> [Extrait du texte]:
----------
Pour une raison qu’il m’est difficile d’expliquer, dès l’instant où j’appris cela, une idée était claire dans mon esprit : je désirais remplacer ce prêtre et exercer mes fonctions dans cette ville. Lorsque je fis part de mon opinion à ma femme, elle partagea immédiatement mon enthousiasme. Je trouvai cela formidable de sa part car il existait indéniablement des aspects difficiles à venir exercer dans cet endroit. Le logement qui était fournit par l’Église était d’un standard nettement inférieur à ce qui faisait notre quotidien en Suède.
De plus, la langue parlée par les habitants de la région était pour moi une véritable nouveauté. De fait, j’avais jusqu’alors travailler en parlent la majorité de temps le suédois. Si je devais prendre mon poste dans cette ville, je devrais travailler en finnois et en anglais ! Nous devions également penser à nos enfants : le changement important dont il était question risquait de remettre en question le bon déroulement de leurs études. De quelle façon réagiraient-ils à ce changement ? Prendre la bonne décision n’était pas une chose aisée : devions-nous sauter sur l’occasion ou – plus sagement – oublier tout cela ?
----------
> [Données fournies]:
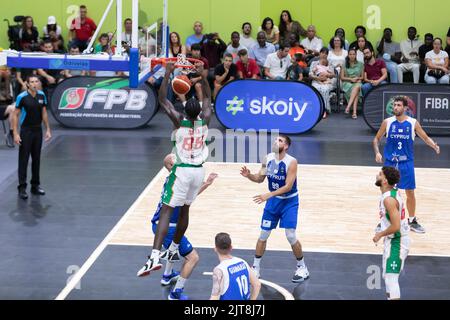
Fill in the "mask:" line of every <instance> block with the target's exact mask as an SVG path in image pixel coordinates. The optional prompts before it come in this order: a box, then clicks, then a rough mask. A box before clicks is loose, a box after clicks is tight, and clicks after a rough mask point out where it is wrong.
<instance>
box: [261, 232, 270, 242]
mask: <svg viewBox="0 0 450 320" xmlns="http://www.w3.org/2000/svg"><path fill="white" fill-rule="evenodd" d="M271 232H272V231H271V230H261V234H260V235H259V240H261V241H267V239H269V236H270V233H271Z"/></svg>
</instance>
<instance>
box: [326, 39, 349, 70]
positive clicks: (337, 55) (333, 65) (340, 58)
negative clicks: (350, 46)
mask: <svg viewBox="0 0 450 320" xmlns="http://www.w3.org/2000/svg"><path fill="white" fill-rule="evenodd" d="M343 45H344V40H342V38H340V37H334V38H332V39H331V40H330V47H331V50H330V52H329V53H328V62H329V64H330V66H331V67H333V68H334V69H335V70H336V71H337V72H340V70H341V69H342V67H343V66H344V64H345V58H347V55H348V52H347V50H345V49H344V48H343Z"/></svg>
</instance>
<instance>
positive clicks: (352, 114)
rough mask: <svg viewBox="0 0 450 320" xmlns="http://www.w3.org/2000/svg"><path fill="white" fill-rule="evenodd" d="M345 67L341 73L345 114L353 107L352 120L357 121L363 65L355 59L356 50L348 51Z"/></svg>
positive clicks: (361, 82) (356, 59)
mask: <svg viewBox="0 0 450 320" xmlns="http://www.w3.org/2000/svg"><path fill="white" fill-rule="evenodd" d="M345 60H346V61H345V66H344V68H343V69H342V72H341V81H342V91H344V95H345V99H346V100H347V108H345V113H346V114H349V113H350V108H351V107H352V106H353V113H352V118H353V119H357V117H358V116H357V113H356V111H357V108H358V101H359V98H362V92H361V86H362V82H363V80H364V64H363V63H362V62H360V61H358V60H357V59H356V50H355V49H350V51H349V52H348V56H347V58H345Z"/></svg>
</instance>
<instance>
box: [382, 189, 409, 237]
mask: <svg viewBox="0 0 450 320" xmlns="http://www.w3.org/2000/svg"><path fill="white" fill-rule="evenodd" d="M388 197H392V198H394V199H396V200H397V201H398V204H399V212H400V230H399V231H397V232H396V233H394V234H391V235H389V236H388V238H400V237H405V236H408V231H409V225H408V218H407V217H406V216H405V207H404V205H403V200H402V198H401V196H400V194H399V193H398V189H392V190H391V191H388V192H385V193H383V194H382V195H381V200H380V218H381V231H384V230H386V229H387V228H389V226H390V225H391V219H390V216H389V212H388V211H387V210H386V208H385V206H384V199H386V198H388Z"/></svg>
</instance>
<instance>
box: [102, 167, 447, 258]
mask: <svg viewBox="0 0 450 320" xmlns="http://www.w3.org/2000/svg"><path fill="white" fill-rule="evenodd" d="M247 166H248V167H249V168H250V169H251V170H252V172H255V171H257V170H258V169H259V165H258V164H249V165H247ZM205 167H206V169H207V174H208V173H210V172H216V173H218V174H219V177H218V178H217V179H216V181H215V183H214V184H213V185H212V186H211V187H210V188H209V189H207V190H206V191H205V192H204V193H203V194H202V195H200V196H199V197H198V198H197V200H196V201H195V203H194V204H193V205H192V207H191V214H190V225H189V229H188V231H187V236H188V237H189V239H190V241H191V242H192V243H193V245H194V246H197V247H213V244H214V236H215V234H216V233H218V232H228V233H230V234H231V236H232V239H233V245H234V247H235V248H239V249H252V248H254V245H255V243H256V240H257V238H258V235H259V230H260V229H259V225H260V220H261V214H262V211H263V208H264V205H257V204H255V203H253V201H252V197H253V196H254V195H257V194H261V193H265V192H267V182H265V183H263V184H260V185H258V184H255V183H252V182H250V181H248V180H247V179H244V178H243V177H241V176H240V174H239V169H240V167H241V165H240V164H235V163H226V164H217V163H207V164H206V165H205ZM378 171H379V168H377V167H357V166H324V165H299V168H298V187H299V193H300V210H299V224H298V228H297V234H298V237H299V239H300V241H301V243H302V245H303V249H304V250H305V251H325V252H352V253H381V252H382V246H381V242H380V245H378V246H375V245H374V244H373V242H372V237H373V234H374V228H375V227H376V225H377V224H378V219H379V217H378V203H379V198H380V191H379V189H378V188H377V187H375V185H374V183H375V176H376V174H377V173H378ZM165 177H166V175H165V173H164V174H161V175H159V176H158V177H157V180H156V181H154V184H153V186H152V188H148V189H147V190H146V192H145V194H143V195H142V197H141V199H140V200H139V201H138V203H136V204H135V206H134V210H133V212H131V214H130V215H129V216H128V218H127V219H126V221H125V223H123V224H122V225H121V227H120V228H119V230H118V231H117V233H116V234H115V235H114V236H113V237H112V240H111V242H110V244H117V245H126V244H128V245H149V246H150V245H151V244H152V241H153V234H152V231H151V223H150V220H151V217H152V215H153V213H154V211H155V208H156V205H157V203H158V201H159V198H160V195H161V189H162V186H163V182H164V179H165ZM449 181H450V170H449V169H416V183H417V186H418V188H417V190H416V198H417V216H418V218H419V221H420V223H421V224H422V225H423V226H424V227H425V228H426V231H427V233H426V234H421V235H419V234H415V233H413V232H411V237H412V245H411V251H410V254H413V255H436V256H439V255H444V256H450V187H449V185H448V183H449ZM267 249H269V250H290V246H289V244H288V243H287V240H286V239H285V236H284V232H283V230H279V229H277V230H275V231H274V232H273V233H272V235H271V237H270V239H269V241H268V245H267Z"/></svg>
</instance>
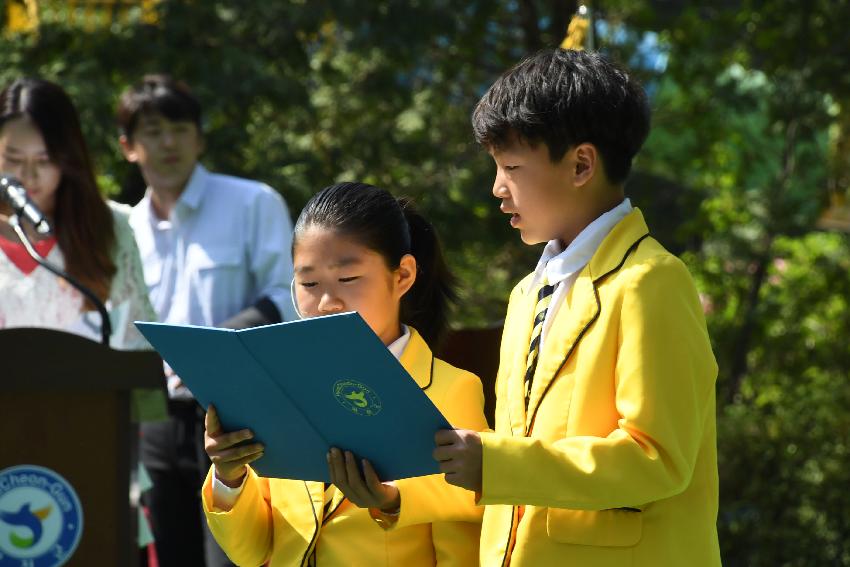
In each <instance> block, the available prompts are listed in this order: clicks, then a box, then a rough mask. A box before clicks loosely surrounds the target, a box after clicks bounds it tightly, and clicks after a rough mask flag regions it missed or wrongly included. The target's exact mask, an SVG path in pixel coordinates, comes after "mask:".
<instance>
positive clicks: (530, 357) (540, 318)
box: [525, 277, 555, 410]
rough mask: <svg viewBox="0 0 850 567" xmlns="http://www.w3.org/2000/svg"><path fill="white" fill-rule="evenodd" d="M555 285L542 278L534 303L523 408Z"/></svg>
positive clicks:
----------
Comment traduire en anglais la phrase de l'extrait « Lorsque je fis part de mon opinion à ma femme, elle partagea immédiatement mon enthousiasme. » ?

> [Réponse]:
When I told my wife what I thought, she immediately shared my enthusiasm.